**What you have to do**. Return every line of the data below that contains the word "column", paying attention to upper and lower case.

**Records supplied**.
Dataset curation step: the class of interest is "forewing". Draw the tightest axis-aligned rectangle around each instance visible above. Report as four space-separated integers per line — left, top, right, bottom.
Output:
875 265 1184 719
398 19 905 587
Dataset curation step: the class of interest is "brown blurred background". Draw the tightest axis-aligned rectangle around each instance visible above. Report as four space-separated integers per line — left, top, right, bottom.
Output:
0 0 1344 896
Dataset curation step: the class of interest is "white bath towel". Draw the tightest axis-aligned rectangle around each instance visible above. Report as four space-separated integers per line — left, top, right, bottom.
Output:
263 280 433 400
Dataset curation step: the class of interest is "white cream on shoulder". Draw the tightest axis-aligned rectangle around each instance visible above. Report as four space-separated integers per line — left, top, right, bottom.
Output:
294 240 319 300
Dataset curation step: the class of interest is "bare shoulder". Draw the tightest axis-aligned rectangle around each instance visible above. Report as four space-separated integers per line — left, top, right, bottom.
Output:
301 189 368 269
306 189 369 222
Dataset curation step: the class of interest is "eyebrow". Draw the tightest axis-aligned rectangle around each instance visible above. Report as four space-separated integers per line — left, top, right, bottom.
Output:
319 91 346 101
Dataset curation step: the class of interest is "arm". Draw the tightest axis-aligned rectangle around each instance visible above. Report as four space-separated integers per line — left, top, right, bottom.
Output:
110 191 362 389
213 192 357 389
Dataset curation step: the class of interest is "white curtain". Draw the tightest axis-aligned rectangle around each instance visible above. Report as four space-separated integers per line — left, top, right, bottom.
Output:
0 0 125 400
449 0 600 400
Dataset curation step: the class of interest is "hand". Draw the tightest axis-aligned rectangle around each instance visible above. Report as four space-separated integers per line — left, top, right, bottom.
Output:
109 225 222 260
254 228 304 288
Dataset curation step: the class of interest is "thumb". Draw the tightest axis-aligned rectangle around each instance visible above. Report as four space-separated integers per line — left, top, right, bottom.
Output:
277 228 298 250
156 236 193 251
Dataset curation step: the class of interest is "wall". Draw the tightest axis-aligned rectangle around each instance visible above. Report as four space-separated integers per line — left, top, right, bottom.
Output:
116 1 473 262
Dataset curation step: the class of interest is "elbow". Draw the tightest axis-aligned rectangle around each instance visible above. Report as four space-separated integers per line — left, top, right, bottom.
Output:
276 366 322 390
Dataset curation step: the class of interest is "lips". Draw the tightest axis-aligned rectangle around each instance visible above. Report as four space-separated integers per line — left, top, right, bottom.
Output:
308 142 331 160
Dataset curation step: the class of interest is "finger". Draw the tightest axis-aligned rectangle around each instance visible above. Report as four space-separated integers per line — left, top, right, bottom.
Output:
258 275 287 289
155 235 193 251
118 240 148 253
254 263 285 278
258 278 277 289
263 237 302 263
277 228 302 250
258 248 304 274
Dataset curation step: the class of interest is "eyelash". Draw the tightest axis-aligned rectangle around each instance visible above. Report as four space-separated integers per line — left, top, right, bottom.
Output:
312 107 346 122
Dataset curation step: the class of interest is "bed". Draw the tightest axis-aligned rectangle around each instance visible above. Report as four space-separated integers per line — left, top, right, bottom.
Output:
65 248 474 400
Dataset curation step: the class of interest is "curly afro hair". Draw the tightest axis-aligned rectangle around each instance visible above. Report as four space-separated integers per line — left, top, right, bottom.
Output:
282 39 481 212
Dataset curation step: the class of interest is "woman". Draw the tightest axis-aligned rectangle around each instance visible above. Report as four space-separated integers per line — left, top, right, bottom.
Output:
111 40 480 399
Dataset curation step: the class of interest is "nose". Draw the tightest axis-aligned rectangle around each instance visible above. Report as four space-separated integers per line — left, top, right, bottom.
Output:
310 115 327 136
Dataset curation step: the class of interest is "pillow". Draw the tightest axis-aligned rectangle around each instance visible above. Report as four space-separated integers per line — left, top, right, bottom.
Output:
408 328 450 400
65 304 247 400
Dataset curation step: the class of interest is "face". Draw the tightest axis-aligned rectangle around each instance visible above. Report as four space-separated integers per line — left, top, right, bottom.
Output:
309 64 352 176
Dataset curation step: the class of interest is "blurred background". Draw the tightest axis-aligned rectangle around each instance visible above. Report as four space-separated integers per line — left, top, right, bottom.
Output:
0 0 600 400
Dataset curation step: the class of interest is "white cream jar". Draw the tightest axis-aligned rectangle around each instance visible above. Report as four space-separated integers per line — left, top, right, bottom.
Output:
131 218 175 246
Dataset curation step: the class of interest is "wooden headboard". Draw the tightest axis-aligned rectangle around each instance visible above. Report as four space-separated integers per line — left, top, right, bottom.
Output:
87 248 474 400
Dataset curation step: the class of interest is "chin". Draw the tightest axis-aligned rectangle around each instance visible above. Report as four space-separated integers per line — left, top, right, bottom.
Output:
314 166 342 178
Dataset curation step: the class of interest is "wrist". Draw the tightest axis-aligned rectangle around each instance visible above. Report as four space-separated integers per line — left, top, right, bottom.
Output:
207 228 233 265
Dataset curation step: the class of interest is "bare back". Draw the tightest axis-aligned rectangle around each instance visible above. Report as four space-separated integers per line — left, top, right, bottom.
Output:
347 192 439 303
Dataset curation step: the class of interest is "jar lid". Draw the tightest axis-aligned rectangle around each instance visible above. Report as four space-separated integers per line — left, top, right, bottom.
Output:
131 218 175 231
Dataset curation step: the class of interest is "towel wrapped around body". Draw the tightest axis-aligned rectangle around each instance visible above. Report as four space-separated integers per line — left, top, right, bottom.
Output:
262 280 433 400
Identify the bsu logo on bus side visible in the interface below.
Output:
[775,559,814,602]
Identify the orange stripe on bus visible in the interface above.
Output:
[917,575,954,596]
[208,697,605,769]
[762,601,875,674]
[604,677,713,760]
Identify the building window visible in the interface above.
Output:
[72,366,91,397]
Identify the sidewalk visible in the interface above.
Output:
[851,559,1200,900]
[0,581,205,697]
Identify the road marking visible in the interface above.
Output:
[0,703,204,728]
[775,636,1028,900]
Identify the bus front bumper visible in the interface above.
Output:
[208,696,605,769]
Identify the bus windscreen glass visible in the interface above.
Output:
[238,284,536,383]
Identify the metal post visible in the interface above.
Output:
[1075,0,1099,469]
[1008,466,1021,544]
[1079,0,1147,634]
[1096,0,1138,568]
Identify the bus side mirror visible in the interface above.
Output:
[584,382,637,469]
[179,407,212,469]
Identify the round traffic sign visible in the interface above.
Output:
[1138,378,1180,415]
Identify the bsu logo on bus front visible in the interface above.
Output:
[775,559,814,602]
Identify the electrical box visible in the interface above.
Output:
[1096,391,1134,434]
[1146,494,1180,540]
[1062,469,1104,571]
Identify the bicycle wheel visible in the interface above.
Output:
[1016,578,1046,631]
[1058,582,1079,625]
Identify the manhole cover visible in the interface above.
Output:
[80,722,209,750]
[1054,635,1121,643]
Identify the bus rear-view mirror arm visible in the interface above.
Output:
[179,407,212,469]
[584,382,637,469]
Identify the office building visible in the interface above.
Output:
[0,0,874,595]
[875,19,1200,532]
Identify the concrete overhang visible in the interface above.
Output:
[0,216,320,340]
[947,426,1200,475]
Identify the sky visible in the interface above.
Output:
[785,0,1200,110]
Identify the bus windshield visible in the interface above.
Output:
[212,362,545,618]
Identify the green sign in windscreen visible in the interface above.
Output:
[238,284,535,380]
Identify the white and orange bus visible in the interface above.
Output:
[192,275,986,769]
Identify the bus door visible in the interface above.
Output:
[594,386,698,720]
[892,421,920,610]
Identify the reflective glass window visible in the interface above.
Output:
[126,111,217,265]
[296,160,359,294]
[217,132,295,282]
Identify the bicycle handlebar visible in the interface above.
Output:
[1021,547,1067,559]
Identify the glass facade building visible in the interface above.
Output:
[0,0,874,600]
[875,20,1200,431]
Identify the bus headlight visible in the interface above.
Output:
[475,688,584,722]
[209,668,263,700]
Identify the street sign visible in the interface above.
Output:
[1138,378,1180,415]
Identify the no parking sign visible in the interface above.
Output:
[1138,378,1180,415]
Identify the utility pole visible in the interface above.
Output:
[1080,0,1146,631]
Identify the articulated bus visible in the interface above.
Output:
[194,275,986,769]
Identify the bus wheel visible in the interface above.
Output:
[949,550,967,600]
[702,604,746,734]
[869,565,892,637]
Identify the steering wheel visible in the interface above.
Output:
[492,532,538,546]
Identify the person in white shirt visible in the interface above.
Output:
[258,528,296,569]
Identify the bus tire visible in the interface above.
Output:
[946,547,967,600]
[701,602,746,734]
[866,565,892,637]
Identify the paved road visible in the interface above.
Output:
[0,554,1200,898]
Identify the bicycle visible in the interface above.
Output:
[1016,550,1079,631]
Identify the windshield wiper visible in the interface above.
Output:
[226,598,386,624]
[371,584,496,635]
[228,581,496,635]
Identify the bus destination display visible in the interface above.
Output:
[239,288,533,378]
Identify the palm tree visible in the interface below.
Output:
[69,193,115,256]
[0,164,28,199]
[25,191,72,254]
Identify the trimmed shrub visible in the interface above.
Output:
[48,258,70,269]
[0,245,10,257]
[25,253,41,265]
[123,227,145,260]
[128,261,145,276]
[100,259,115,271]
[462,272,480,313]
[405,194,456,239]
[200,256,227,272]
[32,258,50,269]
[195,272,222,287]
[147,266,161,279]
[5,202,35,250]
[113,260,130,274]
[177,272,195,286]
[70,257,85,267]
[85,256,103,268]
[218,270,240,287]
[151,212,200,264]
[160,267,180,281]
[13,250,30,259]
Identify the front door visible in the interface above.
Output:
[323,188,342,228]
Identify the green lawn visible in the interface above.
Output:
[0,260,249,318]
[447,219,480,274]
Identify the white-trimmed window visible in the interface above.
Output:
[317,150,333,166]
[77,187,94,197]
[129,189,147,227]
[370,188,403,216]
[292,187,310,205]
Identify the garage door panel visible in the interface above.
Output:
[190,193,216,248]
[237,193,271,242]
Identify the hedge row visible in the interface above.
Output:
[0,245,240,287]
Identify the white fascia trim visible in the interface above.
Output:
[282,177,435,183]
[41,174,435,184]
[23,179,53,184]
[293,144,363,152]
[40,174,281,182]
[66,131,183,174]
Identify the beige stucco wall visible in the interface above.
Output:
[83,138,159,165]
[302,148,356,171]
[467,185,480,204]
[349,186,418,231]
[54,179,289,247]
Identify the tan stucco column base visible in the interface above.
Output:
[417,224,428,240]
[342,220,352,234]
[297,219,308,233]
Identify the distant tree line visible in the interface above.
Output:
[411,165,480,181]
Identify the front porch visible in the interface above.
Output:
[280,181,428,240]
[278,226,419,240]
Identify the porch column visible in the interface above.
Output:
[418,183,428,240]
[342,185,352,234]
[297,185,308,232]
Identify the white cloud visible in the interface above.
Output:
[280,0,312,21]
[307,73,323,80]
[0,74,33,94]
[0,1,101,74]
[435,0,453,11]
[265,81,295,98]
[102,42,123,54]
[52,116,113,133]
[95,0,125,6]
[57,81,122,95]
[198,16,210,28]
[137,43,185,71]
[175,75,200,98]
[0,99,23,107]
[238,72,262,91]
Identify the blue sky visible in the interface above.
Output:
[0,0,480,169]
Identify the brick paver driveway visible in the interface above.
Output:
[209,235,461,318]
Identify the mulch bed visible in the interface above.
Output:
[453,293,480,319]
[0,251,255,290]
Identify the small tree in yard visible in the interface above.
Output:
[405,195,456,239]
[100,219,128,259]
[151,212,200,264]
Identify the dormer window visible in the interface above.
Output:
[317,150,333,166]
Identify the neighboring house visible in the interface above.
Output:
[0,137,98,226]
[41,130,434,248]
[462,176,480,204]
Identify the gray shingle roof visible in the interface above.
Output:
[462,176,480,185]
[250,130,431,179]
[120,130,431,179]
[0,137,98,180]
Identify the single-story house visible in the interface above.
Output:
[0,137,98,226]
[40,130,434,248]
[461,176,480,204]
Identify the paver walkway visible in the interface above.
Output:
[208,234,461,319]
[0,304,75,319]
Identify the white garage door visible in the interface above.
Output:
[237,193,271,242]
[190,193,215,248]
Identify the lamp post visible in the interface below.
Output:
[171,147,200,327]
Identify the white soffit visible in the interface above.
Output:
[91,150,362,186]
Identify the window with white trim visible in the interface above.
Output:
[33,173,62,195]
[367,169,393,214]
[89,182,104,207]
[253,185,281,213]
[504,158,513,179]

**Task solution**.
Identify the tan stucco column base visible in the interface above.
Identify the porch column visible in the interface above.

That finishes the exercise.